Region labeling records:

--

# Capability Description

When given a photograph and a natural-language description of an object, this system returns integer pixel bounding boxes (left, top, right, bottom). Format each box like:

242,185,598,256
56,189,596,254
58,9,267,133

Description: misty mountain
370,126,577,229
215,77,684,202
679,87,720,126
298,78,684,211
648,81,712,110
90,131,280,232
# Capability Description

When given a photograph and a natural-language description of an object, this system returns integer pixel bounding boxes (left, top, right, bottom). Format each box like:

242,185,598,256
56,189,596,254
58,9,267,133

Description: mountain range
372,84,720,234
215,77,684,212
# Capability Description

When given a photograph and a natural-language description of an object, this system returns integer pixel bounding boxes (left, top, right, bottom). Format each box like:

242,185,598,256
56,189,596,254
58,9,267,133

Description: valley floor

--

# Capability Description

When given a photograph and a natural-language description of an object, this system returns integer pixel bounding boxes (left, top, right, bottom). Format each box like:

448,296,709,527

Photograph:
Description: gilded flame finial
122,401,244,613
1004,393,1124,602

--

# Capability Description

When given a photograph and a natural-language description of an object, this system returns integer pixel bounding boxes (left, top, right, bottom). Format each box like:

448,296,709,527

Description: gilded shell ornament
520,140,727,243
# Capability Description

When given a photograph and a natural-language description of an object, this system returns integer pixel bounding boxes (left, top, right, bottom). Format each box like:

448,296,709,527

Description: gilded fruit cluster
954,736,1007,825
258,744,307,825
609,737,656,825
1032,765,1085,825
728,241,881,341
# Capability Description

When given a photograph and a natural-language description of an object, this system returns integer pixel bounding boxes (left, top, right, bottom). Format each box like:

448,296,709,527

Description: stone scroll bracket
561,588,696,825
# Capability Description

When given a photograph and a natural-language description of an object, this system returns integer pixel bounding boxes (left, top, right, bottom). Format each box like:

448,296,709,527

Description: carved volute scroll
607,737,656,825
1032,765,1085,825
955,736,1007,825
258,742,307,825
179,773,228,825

--

EXERCISE: How many lines above contain the string "gilded"? Case counts. Reply with the number only.

EXERCISE RESPONSE: 3